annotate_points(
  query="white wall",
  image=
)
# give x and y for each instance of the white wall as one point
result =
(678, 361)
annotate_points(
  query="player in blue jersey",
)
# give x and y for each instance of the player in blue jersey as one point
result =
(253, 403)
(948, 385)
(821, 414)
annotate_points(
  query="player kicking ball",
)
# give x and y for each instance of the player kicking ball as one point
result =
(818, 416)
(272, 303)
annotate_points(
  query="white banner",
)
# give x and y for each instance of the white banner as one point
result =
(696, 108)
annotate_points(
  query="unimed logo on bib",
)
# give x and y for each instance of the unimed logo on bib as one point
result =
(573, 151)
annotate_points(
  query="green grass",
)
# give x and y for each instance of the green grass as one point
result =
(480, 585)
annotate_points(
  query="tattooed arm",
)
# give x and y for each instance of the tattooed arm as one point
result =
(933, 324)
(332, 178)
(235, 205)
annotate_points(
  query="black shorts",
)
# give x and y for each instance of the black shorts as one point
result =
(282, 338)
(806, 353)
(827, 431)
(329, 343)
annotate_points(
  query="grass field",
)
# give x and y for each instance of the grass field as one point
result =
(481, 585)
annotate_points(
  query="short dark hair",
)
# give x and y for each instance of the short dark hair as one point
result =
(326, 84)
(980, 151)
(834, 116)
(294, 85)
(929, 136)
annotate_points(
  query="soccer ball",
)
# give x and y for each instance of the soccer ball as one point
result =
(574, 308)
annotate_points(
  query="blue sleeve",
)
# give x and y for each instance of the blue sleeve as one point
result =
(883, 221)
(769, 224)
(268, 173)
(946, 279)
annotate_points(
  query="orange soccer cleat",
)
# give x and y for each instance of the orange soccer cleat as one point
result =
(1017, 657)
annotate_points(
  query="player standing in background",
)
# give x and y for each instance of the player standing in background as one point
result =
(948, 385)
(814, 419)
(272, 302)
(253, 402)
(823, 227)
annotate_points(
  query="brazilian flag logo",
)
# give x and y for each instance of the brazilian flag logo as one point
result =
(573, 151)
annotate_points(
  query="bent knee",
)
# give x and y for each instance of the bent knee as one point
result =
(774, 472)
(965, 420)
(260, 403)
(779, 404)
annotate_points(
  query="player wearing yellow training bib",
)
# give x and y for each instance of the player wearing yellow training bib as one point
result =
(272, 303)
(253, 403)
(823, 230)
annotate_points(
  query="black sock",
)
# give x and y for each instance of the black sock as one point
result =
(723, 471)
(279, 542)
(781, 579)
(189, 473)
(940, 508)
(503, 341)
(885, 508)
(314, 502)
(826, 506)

■ REQUIRED WORK ■
Produce an exact copy of the whole listing.

■ RESPONSE FOR THIS EXERCISE ■
annotate_points(
  query="white wall",
  image=
)
# give x and y for each instance of the white wall as one point
result =
(678, 361)
annotate_points(
  query="player in blue jersey",
)
# give x and y for each instance of the player in blue jersey as one point
result =
(253, 403)
(948, 385)
(821, 414)
annotate_points(
  query="player kicking ball",
)
# give x and y for each instance of the player kicking ball as one point
result =
(818, 416)
(272, 303)
annotate_points(
  query="white banner",
)
# give x and y for each instance of the white banner as one point
result =
(696, 108)
annotate_points(
  query="unimed logo on bib",
)
# give x and y for each instance of the unimed logo on bib as one point
result =
(573, 151)
annotate_points(
  query="green grass",
)
# give x and y for each instance of the green grass as one point
result =
(480, 585)
annotate_points(
  query="tattooed arm",
)
# give x and y for each instance of the tattooed arm as one point
result =
(933, 324)
(332, 178)
(235, 205)
annotate_points(
  query="black shorts",
)
# give x and y for each instance of the black shorts as one point
result =
(282, 338)
(806, 353)
(827, 431)
(329, 343)
annotate_points(
  query="grass field",
)
# give x and y for each instance of the grass field as one point
result =
(481, 585)
annotate_points(
  query="short dark hair",
)
# give x and y for each instance of the short dark hair as one point
result =
(326, 84)
(980, 151)
(834, 116)
(294, 85)
(929, 136)
annotate_points(
  query="soccer ball",
)
# give x and y for each instance of the soccer ball as one point
result =
(574, 308)
annotate_points(
  query="blue sleeve",
)
# give x and y for each instance of the blue sleeve as one point
result =
(883, 221)
(769, 224)
(268, 173)
(946, 279)
annotate_points(
  query="orange soccer cleat",
)
# give x and y for each instance of the orange soccer cleat as one point
result =
(1017, 657)
annotate_points(
  query="player standing in background",
)
# give x and y for each instance of the player standing in background as one point
result =
(948, 385)
(814, 419)
(272, 302)
(253, 402)
(823, 227)
annotate_points(
  query="brazilian flag logo",
)
# give x and y for each instance of the brazilian flag logo as one point
result =
(573, 151)
annotate_points(
  query="bent knee",
)
# give x and y for each instance of the bent knee as one point
result =
(774, 472)
(965, 420)
(260, 403)
(779, 404)
annotate_points(
  query="player wearing yellow training bib",
)
# give x and y for each instance of the player wearing yellow training bib as one point
result =
(272, 303)
(253, 403)
(823, 230)
annotate_points(
  query="black sock",
)
# give x and y for each instance of the black sock as one point
result =
(723, 471)
(279, 542)
(781, 579)
(189, 473)
(940, 508)
(503, 341)
(885, 508)
(314, 502)
(826, 506)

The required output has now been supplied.